The exercise
In the records below, locate the line containing "the building window"; output that line and every following line through the last, exactly.

Source data

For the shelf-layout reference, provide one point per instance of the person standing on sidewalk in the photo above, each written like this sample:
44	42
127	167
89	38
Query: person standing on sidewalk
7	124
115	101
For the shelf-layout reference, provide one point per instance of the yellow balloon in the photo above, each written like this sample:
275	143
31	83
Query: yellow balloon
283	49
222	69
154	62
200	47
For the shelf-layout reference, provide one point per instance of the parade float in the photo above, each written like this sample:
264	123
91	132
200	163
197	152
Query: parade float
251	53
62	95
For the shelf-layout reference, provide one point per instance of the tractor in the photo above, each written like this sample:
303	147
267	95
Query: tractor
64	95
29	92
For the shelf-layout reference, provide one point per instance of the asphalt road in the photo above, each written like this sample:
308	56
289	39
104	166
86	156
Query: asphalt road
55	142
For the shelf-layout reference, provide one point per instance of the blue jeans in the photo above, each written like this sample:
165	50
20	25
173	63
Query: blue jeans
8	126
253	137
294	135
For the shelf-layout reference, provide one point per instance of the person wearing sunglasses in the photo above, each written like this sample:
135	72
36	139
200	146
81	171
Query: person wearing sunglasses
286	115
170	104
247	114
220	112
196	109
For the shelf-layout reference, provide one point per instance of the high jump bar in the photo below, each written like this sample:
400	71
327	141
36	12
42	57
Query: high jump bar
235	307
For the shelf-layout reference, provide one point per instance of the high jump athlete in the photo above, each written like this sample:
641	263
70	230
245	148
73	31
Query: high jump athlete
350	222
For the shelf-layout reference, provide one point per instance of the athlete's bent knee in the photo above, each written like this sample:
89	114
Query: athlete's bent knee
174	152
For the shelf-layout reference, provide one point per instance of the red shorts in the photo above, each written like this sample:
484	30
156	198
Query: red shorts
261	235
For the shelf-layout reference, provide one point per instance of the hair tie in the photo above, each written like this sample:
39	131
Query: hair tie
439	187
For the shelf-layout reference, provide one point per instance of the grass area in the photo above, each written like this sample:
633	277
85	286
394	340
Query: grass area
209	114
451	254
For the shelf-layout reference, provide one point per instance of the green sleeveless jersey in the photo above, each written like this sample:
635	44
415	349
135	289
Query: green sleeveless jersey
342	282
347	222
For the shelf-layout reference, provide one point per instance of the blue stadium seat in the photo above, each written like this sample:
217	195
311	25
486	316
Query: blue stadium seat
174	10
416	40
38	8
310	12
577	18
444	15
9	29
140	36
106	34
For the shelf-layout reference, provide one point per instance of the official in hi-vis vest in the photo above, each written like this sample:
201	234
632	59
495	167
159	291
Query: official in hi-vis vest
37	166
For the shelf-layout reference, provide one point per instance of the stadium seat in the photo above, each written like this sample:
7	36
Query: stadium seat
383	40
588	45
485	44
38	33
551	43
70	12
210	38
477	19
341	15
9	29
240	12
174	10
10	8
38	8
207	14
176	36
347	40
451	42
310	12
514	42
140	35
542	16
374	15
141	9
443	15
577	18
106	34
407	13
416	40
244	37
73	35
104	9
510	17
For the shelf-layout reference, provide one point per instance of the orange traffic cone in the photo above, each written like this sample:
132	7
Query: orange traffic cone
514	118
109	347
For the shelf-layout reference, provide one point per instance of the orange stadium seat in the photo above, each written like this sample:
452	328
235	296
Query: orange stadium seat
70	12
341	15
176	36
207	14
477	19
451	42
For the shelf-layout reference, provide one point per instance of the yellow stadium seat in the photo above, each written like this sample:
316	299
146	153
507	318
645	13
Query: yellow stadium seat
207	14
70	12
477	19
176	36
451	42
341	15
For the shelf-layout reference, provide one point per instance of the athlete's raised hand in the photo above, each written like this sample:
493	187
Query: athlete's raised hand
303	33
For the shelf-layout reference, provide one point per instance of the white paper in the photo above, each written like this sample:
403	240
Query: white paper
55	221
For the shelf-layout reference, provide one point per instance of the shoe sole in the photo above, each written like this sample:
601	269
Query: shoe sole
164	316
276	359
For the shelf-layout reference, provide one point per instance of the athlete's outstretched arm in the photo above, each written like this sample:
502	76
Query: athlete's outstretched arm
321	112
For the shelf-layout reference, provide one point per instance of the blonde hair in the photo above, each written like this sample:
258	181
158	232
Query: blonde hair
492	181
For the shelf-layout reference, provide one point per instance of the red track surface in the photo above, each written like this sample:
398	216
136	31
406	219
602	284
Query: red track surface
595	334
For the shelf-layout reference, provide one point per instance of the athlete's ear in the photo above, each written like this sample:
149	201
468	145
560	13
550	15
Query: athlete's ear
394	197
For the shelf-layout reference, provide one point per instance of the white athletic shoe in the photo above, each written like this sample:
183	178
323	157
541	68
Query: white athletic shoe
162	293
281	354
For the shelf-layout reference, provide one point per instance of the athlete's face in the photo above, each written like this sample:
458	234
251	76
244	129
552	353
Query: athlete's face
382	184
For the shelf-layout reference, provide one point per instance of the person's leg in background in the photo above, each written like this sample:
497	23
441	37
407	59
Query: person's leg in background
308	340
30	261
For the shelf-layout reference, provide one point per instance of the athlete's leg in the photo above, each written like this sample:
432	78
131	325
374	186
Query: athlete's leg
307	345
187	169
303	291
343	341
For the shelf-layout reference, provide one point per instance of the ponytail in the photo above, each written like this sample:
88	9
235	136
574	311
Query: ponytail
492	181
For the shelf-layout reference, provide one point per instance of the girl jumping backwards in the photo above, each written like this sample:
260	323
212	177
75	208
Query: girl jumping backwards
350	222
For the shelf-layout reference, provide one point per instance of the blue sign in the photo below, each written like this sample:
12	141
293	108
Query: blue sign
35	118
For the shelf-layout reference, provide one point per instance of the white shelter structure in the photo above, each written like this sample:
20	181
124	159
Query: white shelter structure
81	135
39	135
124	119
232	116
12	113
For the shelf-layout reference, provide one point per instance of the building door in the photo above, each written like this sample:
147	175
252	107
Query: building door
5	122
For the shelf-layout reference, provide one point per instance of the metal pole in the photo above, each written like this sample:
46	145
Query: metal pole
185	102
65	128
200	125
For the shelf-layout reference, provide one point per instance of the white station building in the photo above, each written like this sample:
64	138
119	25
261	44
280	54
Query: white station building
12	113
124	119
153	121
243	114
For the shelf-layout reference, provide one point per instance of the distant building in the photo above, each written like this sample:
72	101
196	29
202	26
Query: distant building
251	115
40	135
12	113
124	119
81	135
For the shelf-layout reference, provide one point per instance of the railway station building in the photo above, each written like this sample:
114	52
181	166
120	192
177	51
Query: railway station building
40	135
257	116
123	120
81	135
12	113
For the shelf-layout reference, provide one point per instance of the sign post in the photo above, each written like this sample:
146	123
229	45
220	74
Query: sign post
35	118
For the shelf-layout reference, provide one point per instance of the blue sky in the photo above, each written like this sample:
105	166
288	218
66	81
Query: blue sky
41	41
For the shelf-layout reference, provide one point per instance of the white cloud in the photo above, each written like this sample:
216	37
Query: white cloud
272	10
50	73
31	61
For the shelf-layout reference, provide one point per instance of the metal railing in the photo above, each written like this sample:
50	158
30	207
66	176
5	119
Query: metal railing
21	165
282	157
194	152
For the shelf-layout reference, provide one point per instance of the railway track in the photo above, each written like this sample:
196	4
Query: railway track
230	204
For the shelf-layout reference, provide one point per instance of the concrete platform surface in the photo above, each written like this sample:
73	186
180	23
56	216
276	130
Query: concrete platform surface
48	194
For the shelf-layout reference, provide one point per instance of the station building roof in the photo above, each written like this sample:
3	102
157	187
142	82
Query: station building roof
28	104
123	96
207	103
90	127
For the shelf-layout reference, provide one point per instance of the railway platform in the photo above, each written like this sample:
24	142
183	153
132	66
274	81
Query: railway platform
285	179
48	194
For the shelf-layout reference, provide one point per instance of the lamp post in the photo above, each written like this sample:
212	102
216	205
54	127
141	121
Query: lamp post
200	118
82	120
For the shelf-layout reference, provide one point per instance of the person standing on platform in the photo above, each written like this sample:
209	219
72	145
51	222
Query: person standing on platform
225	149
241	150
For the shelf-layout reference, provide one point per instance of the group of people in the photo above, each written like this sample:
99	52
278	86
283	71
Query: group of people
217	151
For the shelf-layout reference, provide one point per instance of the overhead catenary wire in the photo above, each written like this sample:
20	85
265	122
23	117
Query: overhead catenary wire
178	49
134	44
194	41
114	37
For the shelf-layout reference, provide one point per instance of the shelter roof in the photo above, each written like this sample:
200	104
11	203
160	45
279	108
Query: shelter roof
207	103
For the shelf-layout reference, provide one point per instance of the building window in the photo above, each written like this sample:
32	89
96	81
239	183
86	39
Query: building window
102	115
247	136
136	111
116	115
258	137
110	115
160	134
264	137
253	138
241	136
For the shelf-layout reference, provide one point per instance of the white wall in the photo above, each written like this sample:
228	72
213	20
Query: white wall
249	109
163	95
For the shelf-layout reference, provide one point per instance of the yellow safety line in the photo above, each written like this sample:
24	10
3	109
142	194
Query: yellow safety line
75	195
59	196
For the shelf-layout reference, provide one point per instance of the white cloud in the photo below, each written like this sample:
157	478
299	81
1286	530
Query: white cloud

Correct answer
For the shelf-layout reference, provide one point per instance of the building window in the photo above, each written like this sample:
32	89
96	81
239	183
86	39
Query: building window
102	115
247	136
136	111
116	115
258	137
110	115
160	134
264	137
253	138
241	136
For the shelf-layout reference, provide one point per instance of the white wall in the photo above, each written like this sample:
228	72
213	20
Query: white wall
249	109
163	95
For the shelf-layout reference, provide one point per instance of the yellow safety line in the photo above, each written like this sample:
24	10
3	109
142	194
Query: yellow safety line
75	195
59	196
For the shelf-layout reference, provide one point per instance of the white cloud in the photo below, each written like this sample:
157	478
299	81
1286	530
Query: white cloud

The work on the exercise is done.